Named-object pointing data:
━━━━━━━━

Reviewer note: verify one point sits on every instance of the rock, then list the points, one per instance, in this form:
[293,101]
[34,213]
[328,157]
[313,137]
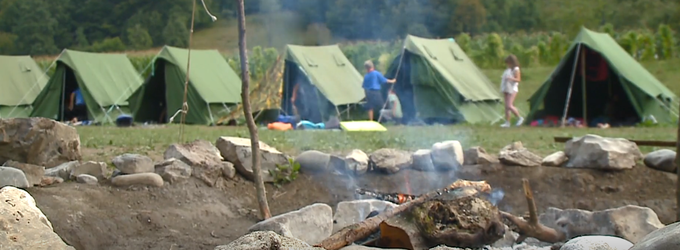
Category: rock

━━━━━━━━

> _Short task_:
Rewrite the data above with every "rock" changed to "stone", keeping everything else identical and omitting the pictures.

> _The output_:
Reviewer note: verify one point sits on every instance of the stone, then list the points, one per instance, in this form:
[293,101]
[34,213]
[328,157]
[313,137]
Category: stone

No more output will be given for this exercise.